| Exercise details |
Repeat the records below exactly.

(Records drawn from a dataset)
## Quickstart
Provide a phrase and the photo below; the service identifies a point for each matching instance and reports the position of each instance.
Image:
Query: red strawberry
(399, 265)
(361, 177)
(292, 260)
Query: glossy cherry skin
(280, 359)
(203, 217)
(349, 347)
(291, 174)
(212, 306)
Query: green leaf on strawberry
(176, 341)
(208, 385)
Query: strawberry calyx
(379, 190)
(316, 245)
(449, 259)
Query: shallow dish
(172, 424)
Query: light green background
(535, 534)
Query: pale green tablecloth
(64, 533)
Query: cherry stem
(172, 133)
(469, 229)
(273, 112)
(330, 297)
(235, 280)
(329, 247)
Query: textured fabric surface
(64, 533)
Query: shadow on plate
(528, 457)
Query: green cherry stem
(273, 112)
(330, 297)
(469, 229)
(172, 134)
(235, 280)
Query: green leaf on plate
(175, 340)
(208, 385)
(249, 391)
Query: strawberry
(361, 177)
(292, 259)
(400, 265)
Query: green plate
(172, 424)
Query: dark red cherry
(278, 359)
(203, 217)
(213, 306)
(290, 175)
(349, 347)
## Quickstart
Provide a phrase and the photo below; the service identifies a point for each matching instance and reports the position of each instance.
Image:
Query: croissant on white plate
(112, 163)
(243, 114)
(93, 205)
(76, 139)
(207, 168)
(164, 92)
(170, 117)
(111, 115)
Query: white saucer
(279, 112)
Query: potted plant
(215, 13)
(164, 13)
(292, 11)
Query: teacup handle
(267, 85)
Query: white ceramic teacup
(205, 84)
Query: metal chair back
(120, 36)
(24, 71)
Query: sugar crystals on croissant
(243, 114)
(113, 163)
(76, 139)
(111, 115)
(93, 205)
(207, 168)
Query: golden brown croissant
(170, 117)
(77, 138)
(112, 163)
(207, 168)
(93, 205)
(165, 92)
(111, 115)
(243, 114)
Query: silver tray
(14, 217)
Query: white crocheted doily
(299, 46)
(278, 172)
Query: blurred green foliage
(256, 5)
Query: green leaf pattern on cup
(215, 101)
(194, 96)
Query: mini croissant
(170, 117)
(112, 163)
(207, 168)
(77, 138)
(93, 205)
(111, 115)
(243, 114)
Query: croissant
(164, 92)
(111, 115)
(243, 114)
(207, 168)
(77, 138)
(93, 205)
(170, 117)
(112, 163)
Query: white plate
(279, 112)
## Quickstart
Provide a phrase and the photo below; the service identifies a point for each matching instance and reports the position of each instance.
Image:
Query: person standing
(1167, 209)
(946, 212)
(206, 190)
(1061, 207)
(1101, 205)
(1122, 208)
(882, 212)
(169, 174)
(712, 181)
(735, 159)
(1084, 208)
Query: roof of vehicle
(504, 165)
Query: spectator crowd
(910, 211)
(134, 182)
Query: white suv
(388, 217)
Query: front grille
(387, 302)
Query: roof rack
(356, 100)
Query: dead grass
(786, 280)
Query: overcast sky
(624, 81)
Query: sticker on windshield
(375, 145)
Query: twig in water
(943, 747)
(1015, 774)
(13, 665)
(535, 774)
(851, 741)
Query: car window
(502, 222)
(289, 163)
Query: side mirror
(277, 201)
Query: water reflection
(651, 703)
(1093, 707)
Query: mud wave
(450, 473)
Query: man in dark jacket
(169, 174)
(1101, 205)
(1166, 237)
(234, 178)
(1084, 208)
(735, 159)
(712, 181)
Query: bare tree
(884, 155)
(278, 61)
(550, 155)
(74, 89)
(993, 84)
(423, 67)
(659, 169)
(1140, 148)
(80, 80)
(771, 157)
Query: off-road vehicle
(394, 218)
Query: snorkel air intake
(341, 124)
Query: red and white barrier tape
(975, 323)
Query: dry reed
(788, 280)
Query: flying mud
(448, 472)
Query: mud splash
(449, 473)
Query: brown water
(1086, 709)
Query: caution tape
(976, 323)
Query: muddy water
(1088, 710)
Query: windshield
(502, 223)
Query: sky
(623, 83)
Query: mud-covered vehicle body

| Your response |
## Quickstart
Provide a phrase and the photo below; the service identifies a point for each matching instance and reports the position of each instance.
Image:
Query: red strawberry
(399, 265)
(361, 177)
(292, 260)
Query: glossy cherry skin
(280, 359)
(203, 217)
(349, 347)
(291, 174)
(212, 306)
Query: green leaf on strawberry
(176, 341)
(208, 385)
Query: strawberry calyx
(379, 190)
(316, 245)
(449, 259)
Query: shallow dish
(172, 424)
Query: light green background
(535, 534)
Query: pale green tablecloth
(64, 533)
Query: cherry stem
(172, 133)
(469, 229)
(273, 112)
(330, 297)
(235, 280)
(329, 247)
Query: textured fabric surface
(64, 533)
Query: shadow on plate
(528, 457)
Query: green cherry stem
(273, 112)
(330, 297)
(469, 229)
(172, 134)
(235, 280)
Query: green leaf on plate
(175, 340)
(208, 385)
(249, 391)
Query: strawberry
(361, 177)
(292, 259)
(400, 265)
Query: green plate
(172, 424)
Query: dark red cherry
(278, 359)
(203, 217)
(213, 306)
(290, 175)
(349, 347)
## Quickstart
Provide a phrase and the photo below; the service identifies a point for each matching instance and reports the position of each instance.
Image:
Query: croissant on white plate
(112, 163)
(243, 114)
(93, 205)
(76, 139)
(207, 168)
(164, 92)
(170, 117)
(111, 115)
Query: white saucer
(279, 112)
Query: potted plant
(215, 13)
(164, 13)
(292, 11)
Query: teacup handle
(267, 85)
Query: white ceramic teacup
(205, 84)
Query: metal chair back
(120, 36)
(24, 71)
Query: sugar crystals on croissant
(243, 114)
(113, 163)
(76, 139)
(111, 115)
(93, 205)
(207, 168)
Query: golden brown croissant
(170, 117)
(77, 138)
(112, 163)
(207, 168)
(93, 205)
(165, 92)
(111, 115)
(243, 114)
Query: silver tray
(14, 217)
Query: white crocheted doily
(299, 46)
(278, 172)
Query: blurred green foliage
(256, 5)
Query: green leaf pattern on cup
(215, 101)
(194, 96)
Query: mini croissant
(170, 117)
(112, 163)
(207, 168)
(77, 138)
(93, 205)
(111, 115)
(243, 114)
Query: croissant
(164, 92)
(111, 115)
(243, 114)
(207, 168)
(77, 138)
(93, 205)
(170, 117)
(112, 163)
Query: white plate
(279, 112)
## Quickstart
Provide a phrase and the photo below; the service identifies a point for each matching instance and reports the position of each instance.
Image:
Query: person standing
(1167, 209)
(946, 212)
(206, 190)
(1061, 207)
(1101, 205)
(1122, 208)
(882, 212)
(169, 174)
(712, 181)
(735, 159)
(1084, 208)
Query: roof of vehicle
(504, 165)
Query: spectator crowd
(910, 211)
(134, 182)
Query: white suv
(388, 217)
Query: front grille
(387, 302)
Query: roof rack
(356, 100)
Query: dead grass
(786, 280)
Query: overcast sky
(624, 81)
Query: sticker on windshield
(375, 145)
Query: twig in water
(943, 747)
(1015, 774)
(13, 665)
(535, 774)
(851, 741)
Query: car window
(502, 222)
(289, 163)
Query: side mirror
(277, 201)
Query: water reflection
(651, 703)
(1093, 707)
Query: mud wave
(450, 473)
Query: man in dark jacket
(169, 174)
(1101, 205)
(1166, 237)
(234, 178)
(1084, 208)
(735, 159)
(712, 181)
Query: bare tree
(884, 155)
(278, 61)
(550, 155)
(74, 89)
(993, 84)
(423, 67)
(659, 169)
(1140, 148)
(80, 80)
(771, 157)
Query: off-road vehicle
(394, 218)
Query: snorkel air intake
(341, 124)
Query: red and white barrier tape
(975, 323)
Query: dry reed
(788, 280)
Query: flying mud
(448, 472)
Query: mud splash
(449, 473)
Query: brown water
(1086, 709)
Query: caution tape
(976, 323)
Query: muddy water
(1088, 710)
Query: windshield
(502, 223)
Query: sky
(623, 83)
Query: mud-covered vehicle body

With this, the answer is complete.